Exercise ▸ Your answer should be every line below that includes the word "blue".

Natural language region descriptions
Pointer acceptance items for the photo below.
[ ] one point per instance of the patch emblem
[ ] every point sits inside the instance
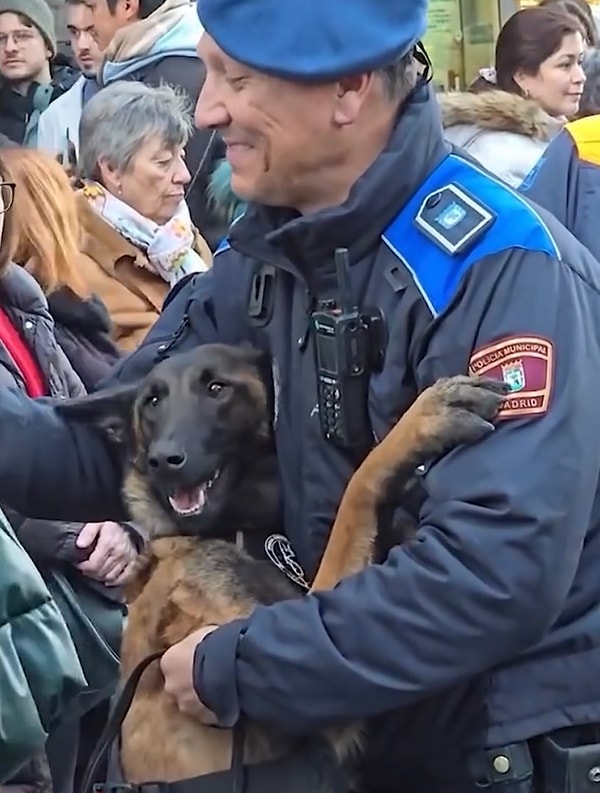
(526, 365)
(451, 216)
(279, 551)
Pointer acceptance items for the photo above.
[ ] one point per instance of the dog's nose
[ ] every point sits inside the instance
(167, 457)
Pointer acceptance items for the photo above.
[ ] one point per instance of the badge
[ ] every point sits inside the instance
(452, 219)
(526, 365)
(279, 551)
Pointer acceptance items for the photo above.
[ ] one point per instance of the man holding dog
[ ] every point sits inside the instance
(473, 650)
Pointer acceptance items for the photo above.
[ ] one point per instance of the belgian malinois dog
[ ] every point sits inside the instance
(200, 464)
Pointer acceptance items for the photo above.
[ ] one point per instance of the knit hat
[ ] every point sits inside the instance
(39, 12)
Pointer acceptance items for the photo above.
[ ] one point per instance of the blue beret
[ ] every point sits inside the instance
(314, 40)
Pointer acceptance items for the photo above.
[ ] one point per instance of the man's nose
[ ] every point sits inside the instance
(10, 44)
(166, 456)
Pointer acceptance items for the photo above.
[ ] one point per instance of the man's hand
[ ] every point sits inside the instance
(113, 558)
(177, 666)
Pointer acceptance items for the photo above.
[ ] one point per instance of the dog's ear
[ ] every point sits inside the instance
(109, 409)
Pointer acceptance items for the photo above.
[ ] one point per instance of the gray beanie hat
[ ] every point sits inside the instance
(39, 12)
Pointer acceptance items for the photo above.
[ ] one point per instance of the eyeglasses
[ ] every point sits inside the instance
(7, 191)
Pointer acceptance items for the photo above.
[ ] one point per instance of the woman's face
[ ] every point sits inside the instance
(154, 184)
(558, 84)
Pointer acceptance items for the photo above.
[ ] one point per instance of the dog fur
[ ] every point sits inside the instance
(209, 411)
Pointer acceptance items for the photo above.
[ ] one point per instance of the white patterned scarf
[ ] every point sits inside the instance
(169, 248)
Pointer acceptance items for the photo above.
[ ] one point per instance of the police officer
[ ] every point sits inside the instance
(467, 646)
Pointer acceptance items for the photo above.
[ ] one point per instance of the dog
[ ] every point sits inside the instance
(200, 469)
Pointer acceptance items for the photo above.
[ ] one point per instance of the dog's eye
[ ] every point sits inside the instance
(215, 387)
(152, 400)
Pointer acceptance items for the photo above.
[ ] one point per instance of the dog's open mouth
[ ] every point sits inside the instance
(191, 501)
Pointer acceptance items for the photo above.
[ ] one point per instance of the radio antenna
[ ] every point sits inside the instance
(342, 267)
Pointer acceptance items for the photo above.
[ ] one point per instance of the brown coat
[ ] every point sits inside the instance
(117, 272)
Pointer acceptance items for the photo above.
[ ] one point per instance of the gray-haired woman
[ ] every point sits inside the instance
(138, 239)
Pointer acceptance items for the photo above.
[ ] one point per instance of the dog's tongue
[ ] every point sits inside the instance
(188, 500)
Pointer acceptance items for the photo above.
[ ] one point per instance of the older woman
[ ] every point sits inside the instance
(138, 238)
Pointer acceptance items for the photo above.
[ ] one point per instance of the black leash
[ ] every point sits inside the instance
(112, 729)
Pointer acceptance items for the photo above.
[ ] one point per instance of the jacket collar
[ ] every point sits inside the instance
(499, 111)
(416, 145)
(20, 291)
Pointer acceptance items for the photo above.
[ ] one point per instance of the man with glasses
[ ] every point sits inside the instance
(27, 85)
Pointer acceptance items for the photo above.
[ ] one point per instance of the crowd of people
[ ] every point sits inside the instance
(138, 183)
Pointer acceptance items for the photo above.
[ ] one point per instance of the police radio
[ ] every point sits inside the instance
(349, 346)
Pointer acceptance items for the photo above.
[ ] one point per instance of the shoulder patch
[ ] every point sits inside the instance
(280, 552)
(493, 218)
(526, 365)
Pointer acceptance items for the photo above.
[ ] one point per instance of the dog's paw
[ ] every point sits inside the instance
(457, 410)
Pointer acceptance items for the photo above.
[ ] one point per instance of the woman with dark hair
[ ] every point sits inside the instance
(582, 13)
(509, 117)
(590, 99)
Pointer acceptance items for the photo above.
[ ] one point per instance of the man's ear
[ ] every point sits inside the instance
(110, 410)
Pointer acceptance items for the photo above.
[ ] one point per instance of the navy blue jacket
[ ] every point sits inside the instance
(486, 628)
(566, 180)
--
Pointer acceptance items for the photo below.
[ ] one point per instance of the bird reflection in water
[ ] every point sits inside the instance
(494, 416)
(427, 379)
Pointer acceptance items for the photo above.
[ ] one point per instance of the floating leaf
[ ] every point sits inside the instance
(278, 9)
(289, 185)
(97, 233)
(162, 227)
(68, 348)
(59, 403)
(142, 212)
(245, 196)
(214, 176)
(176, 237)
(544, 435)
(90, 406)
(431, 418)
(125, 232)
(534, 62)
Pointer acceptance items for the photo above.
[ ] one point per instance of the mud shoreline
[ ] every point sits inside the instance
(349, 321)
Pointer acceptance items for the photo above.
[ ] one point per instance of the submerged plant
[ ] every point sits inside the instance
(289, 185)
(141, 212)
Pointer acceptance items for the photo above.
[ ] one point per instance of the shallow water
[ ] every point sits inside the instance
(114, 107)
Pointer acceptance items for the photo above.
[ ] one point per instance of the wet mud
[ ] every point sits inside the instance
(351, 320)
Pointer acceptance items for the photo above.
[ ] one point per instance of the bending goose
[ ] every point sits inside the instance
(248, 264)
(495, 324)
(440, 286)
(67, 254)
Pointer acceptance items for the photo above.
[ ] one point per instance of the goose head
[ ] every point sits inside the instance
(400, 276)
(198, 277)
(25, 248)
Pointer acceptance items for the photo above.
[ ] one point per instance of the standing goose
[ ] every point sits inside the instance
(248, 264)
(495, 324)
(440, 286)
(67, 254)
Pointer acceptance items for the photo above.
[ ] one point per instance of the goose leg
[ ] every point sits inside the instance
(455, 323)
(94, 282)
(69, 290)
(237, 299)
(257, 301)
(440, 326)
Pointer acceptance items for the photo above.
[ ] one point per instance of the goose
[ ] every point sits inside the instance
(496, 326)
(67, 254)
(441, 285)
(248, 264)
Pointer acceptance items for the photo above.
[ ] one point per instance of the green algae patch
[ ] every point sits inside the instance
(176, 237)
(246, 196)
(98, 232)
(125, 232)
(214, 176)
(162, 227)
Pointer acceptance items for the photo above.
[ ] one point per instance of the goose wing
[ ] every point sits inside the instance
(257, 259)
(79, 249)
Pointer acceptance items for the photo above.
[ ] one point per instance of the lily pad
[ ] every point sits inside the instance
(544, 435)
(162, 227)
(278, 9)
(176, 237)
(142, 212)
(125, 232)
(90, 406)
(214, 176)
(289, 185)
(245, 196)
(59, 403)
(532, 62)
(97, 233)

Reply to the task ▸
[ ] one point per instance of the blue beret
[ ] one point per instance of the navy blue jacket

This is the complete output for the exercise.